>>>
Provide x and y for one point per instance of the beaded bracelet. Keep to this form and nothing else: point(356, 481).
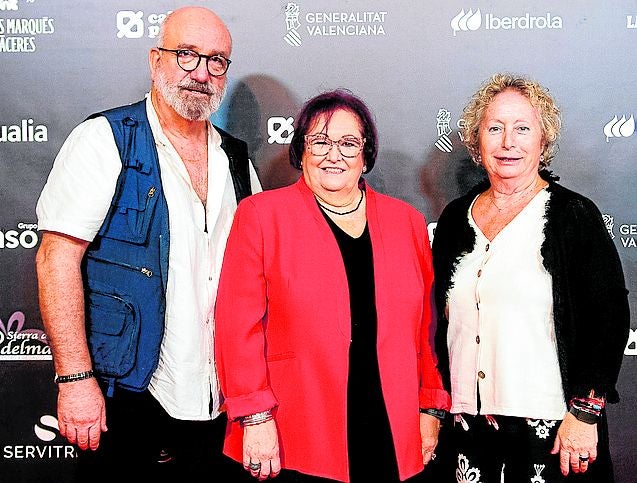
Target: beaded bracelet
point(256, 418)
point(436, 413)
point(74, 377)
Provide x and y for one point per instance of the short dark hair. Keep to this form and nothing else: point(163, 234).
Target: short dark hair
point(326, 104)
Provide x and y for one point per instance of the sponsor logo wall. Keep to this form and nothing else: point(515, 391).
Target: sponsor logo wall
point(415, 64)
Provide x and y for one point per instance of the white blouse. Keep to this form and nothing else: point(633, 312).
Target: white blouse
point(501, 337)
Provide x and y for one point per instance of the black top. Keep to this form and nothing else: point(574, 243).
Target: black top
point(371, 451)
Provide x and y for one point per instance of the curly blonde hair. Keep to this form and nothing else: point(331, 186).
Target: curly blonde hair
point(538, 96)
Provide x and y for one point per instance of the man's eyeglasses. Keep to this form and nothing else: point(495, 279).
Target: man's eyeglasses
point(348, 146)
point(189, 60)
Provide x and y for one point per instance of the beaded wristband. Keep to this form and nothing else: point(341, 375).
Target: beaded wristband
point(436, 413)
point(74, 377)
point(256, 418)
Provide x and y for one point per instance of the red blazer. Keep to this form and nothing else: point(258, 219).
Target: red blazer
point(282, 328)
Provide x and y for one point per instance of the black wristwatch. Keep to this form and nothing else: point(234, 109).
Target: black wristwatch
point(436, 413)
point(583, 416)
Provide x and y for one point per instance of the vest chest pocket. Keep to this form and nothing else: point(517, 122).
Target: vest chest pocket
point(131, 209)
point(113, 327)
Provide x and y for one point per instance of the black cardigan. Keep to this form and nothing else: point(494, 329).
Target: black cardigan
point(590, 302)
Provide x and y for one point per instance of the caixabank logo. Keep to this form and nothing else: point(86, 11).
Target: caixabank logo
point(471, 20)
point(25, 235)
point(135, 24)
point(345, 23)
point(18, 343)
point(47, 443)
<<<
→ WHAT IS REQUIRED
Leave out the pictures and copy everything else in the records word for word.

→ WRITTEN REPLY
Provide x and y for one point per instance of the beaded bracelet. Keep to this form and nothing else: point(356, 481).
Target: beaded bracelet
point(256, 418)
point(436, 413)
point(74, 377)
Provide x and y for one point per instance of the short dark hair. Keep to this form and nothing else: point(163, 234).
Target: short dark hair
point(326, 104)
Provide x and y for one point per instance of the sponsor logo wall. Keep to this form and nothing else: point(515, 391).
Target: sponsor logo wall
point(415, 64)
Provide x and y for one point per instance of the white blouse. Keep to this form and nothing else: point(633, 312).
Target: white blouse
point(501, 337)
Provide x and y for one point per instance of the black top. Keep to this form and nothing else: point(574, 243).
Target: black top
point(371, 451)
Provide x and y for one point per instance of the curly blonde hair. Keep to this form and nothing else: point(331, 186).
Target: curly blonde hair
point(538, 96)
Provide x and y for one point per instance of the man's eyeglasses. Keep to this form and nothing else: point(495, 279).
Target: man's eyeglasses
point(348, 146)
point(189, 60)
Provide x and y for one point per instance of the beaded wristband. Keep to this form and nothing else: point(341, 375).
Target: beaded wristband
point(436, 413)
point(74, 377)
point(256, 418)
Provide x and y for one point per instance of the red blazer. Keep to this form and nothing else: point(258, 219).
Target: red blazer
point(282, 328)
Provide x and y for one point per instance of the black wristwatch. Keep to this form and nothing else: point(234, 109).
Target: black wristwatch
point(436, 413)
point(583, 416)
Provide x and y for one point per instance of the vest chest pocket. Keep to this form and nothing else: point(517, 122).
Target: vest chest pocket
point(131, 209)
point(113, 327)
Provide x and y for one point per instance of the black cardigan. Keep to this form and nothing else: point(494, 329).
Target: black cardigan
point(590, 302)
Provide x and y for one point per instance of the caixabank logo. Keep to this form and nothing else: point(86, 11).
Target: caixabank logo
point(471, 20)
point(25, 235)
point(135, 24)
point(345, 23)
point(18, 343)
point(47, 443)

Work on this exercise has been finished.